INSTRUCTION: List every configuration option name passed as a string to config.getOption in the code diff below.

===== SELECTED EXTRACT =====

Merge f1f9ae979d970936b6c9484d136066f6b5685ffb into c04410ca00f33162d0875bc8500d3f8185bc73df

src/d3d11/d3d11_options.cpp

@@ -15,6 +15,7 @@ namespace dxvk {
   D3D11Options::D3D11Options(const Config& config) {
     this->zeroInitWorkgroupMemory  = config.getOption<bool>("d3d11.zeroInitWorkgroupMemory", false);
     this->forceVolatileTgsmAccess = config.getOption<bool>("d3d11.forceVolatileTgsmAccess", false);
+    this->forceComputeUavBarriers = config.getOption<bool>("d3d11.forceComputeUavBarriers", false);
     this->relaxedBarriers       = config.getOption<bool>("d3d11.relaxedBarriers", false);
     this->relaxedGraphicsBarriers = config.getOption<bool>("d3d11.relaxedGraphicsBarriers", false);
     this->maxTessFactor         = config.getOption<int32_t>("d3d11.maxTessFactor", 0);

src/d3d11/d3d11_options.h

@@ -26,6 +26,13 @@ namespace dxvk {
     /// without explicit synchronization.
     bool forceVolatileTgsmAccess = false;
 
+    /// Force UAV synchronization insided compute shaders
+    ///
+    /// Workaround for compute shaders that access overlapping
+    /// memory regions within a UAV without proper workgroup
+    /// synchroniation. Will have a negative performance impact.
+    bool forceComputeUavBarriers = false;
+
     /// Use relaxed memory barriers
     ///
     /// May improve performance in some games,

src/dxbc/dxbc_compiler.cpp

@@ -2831,6 +2831,9 @@ namespace dxvk {
     const DxbcRegister& dstReg = ins.dst[0];
     const DxbcRegister& srcReg = isStructured ? ins.src[2] : ins.src[1];
 
+    if (dstReg.type == DxbcOperandType::UnorderedAccessView)
+      emitUavBarrier(uint64_t(1u) << srcReg.idx[0].offset, 0u);
+
     // Retrieve common info about the buffer
     const DxbcBufferInfo bufferInfo = getBufferInfo(srcReg);
 
@@ -3049,6 +3052,9 @@ namespace dxvk {
     const DxbcRegister& dstReg = ins.dst[0];
     const DxbcRegister& srcReg = isStructured ? ins.src[2] : ins.src[1];
 
+    if (dstReg.type == DxbcOperandType::UnorderedAccessView)
+      emitUavBarrier(0u, uint64_t(1u) << dstReg.idx[0].offset);
+
     DxbcRegisterValue value = emitRegisterLoad(srcReg, dstReg.mask);
     value = emitRegisterBitcast(value, DxbcScalarType::Uint32);
 
@@ -4158,6 +4164,8 @@ namespace dxvk {
     const uint32_t registerId = ins.src[1].idx[0].offset;
     const DxbcUav uavInfo = m_uavs.at(registerId);
 
+    emitUavBarrier(uint64_t(1u) << registerId, 0u);
+
     // Load texture coordinates
     DxbcRegisterValue texCoord = emitLoadTexCoord(
       ins.src[0], uavInfo.imageInfo);
@@ -4210,6 +4218,7 @@ namespace dxvk {
     //    (src0) The texture or buffer coordinates
     //    (src1) The value to store
     const DxbcBufferInfo uavInfo = getBufferInfo(ins.dst[0]);
+    emitUavBarrier(0u, uint64_t(1u) << ins.dst[0].idx[0].offset);
 
     // Set image operands for coherent access if necessary    
     SpirvImageOperands imageOperands;
@@ -4551,6 +4560,8 @@ namespace dxvk {
       // return can be used in place of break to terminate a case block
       if (m_controlFlowBlocks.back().type == DxbcCfgBlockType::Switch)

===== SUPPLIED MATERIAL =====

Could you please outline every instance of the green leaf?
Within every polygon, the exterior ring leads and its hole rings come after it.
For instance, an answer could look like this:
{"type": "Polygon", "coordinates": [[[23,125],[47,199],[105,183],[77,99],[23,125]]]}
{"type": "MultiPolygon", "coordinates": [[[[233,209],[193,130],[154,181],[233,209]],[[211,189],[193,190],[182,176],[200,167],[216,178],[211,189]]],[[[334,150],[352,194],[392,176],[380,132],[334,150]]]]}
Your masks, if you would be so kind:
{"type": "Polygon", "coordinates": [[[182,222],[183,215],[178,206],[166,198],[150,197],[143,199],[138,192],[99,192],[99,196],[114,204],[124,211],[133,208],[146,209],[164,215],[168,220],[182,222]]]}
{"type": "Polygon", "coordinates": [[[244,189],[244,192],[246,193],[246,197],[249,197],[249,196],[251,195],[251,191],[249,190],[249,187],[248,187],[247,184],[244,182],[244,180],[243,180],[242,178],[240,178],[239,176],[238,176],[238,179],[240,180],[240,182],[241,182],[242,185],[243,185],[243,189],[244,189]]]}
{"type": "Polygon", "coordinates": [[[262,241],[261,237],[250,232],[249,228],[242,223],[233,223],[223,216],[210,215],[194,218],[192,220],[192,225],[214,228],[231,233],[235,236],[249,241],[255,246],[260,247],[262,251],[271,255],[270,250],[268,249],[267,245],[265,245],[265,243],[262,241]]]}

=====

COMPLETED TASK:
- d3d11.zeroInitWorkgroupMemory
- d3d11.forceVolatileTgsmAccess
- d3d11.forceComputeUavBarriers
- d3d11.relaxedBarriers
- d3d11.relaxedGraphicsBarriers
- d3d11.maxTessFactor